> _PAGE TEXT_
----

You're right - best cross ever!!!

this was with a set back of a selenium deficiency that we had this year

So Minnesota is selenium deficient also. NY is really bad. What was your problem? and how did you figure out it was SE deficient?
SE affects so many different aspects of our industry. Poor cycling, settling, calving, retained placentas, scruffy hair coats, poor growth, etc - lists goes on & on - especially bad for newborns - white muscle disease (dumb suckers & weak calves).
 
jeanne--- this is the first time we have ever had a problem with selenium deficiency. It hit the calves. we had one that was down a few days before we figured out what it was- it was down close to 10 days!!!! :( and another one was down 2 to 3 days. These were both from the purebred angus heifers we bought and bred the year before. we treated these 2 calves with BO-SE and it worked but they were stunted from it. the purebred heifer we weighed at weaning and it only wieghed 350lbs :( so we wont be keeping that one for breeding.

Our vet didnt give us very good info- or we would have given all the calves a shot and started feeding selenium salt immedietly. Lots of people had trouble in this area last year. seemed to hit the angus the most. Somthing was short in the feed last year or something.

From now on all calves will be getting BO-SE at birth. and we will be feeding more selenium over the winter and spring. The angus purebreds also didnt start cycling till later on in the spring- must also be from the deficiency????? thats why we only got 5 of them AI'ed this year.

Dan.
 
Dan, it affects different cattle differently - within the same herd. Seems like higher producing cows are more affected. Low selenium definately affects reproduction - cycling & settling.
Never heard of a calf getting stunted from a slow start like that though. Unless she had some lung damage from a secondary problem. So often when they are selenium deficient, they are weak, don't suck properly and end up getting an infection.

----

> _REQUIRED WORK_
[a] In the selenium discussion, list the problems that precede the words "lists goes on & on".
[b] According to the selenium discussion, what did the purebred heifer calf weigh at weaning?
[c] Write the next part of the selenium discussion, starting after its final sentence.

> _Dataset entries_
----

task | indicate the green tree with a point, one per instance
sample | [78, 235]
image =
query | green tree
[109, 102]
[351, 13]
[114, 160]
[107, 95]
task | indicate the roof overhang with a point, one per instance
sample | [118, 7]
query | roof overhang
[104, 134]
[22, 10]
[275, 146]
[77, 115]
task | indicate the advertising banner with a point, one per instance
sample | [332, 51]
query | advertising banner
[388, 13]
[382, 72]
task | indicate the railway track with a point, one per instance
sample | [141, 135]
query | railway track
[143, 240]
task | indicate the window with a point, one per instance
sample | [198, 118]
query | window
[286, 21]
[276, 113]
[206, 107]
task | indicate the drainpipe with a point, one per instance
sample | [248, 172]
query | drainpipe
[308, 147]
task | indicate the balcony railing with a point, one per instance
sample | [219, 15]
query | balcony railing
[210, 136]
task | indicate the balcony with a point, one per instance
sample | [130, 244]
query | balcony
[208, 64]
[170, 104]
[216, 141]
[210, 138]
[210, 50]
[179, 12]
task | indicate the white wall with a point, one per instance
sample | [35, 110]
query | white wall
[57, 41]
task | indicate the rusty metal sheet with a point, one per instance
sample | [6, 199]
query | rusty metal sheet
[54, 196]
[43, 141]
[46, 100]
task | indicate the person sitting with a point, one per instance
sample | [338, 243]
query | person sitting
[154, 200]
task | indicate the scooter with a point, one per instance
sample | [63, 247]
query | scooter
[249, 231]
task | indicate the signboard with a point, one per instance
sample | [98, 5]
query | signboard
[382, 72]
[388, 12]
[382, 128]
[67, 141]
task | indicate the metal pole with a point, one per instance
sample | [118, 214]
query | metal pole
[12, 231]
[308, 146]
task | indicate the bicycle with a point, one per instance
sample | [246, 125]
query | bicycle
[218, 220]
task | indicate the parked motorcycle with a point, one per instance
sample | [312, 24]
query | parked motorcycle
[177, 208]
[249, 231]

----

> _ANSWERS TO THE EXERCISE_
[a] Poor cycling, settling, calving, retained placentas, scruffy hair coats, poor growth

[b] 350 lbs

[c]
I wouldn't think of not giving BoSe to newborns. We are so deficient - we feed triple the dose of Se in our mineral year round. I DO NOT recommend this for others. It is toxic. We blood tested a sampling of our herd - several times - increasing the dosage until we got to a level that was sufficient.
 
jeanne--- actually these calves were from lower producing cows- the one half dried up so the calf didnt get much milk all summer. the other one got plenty of milk cuz it was only down a couple days and got up long enough to suck a little each day so it had good milk all summer but is still about the same size. No lung problems that i know of- they both look good now just too small.

Dan.
 
did you know that they think that HIV1 and Ebola may be stimulated by selenium deficiencies? and that there is a selenium pour-on for cattle?
 
FarmerD - didn't think about the fact that cow might have dried up during the "down" time. that's do it!!

did you know that they think that HIV1 and Ebola may be stimulated by selenium deficiencies? and that there is a selenium pour-on for cattle?


Beefy, didn't hear that. Se pour-on - interesting. Do you know who's handling it?? Haven't seen it adv yet. That'd be the cat's meow! Hate giving shots - especially now that they all have to be in the neck.